STATED EXERCISE | Copy each of these lines unchanged, covering every one of the records.
--- START OF DATA ROWS ---
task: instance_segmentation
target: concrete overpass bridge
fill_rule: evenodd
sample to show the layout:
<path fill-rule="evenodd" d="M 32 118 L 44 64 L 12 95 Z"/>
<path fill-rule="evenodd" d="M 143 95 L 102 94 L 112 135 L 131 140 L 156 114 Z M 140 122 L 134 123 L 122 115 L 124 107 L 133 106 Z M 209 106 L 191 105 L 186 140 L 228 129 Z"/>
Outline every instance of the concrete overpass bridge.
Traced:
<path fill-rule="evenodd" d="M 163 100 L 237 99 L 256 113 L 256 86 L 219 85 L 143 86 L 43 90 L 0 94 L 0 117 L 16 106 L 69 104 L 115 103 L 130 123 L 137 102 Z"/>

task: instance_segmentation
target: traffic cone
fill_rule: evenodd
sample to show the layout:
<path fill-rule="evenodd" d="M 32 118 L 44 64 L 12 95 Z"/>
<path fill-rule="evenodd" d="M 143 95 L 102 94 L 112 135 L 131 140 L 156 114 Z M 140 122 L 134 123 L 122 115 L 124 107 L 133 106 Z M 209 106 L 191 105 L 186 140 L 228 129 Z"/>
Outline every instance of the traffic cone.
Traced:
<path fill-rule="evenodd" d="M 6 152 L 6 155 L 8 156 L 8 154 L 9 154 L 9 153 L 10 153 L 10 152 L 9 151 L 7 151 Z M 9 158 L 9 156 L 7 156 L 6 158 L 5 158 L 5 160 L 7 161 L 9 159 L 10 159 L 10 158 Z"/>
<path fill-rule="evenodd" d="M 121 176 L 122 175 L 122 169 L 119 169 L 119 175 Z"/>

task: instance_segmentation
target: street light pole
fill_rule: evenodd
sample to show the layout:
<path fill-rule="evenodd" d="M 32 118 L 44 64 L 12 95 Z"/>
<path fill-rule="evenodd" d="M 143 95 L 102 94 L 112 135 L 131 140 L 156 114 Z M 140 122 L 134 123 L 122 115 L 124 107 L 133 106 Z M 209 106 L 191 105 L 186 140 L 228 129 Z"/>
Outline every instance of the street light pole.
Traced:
--- END OF DATA ROWS ---
EXPECTED ANSWER |
task: instance_segmentation
target: concrete overpass bridge
fill_rule: evenodd
sample to show the layout:
<path fill-rule="evenodd" d="M 32 118 L 44 64 L 12 95 Z"/>
<path fill-rule="evenodd" d="M 143 95 L 102 94 L 112 135 L 131 140 L 156 114 Z M 140 122 L 134 123 L 122 115 L 124 107 L 133 106 Z M 209 106 L 191 105 L 186 140 L 228 129 Z"/>
Outline every instance of the concrete overpass bridge.
Traced:
<path fill-rule="evenodd" d="M 163 100 L 237 99 L 256 113 L 256 86 L 219 85 L 143 86 L 43 90 L 0 94 L 0 117 L 16 106 L 69 104 L 115 103 L 130 123 L 137 102 Z"/>

task: instance_segmentation
target: traffic cone
fill_rule: evenodd
sample to show the layout:
<path fill-rule="evenodd" d="M 32 118 L 44 64 L 12 95 Z"/>
<path fill-rule="evenodd" d="M 143 95 L 102 94 L 112 135 L 131 140 L 156 114 Z M 140 122 L 134 123 L 122 115 L 124 107 L 133 106 Z M 209 106 L 191 105 L 186 140 L 228 129 Z"/>
Outline every instance of the traffic cone.
Traced:
<path fill-rule="evenodd" d="M 6 152 L 6 155 L 8 156 L 8 154 L 9 154 L 9 153 L 10 153 L 10 152 L 9 151 L 7 151 Z M 9 158 L 9 156 L 7 156 L 6 158 L 5 158 L 5 160 L 7 161 L 9 159 L 10 159 L 10 158 Z"/>
<path fill-rule="evenodd" d="M 121 176 L 122 175 L 122 169 L 119 169 L 119 175 Z"/>

task: instance_segmentation
target: street light pole
fill_rule: evenodd
sample to show the layout:
<path fill-rule="evenodd" d="M 32 118 L 44 64 L 12 95 Z"/>
<path fill-rule="evenodd" d="M 143 95 L 102 94 L 112 135 L 131 140 L 156 114 Z M 140 122 L 134 123 L 122 115 L 124 107 L 133 106 Z M 209 106 L 191 105 L 186 140 L 228 129 Z"/>
Outline every instance of the street light pole.
Traced:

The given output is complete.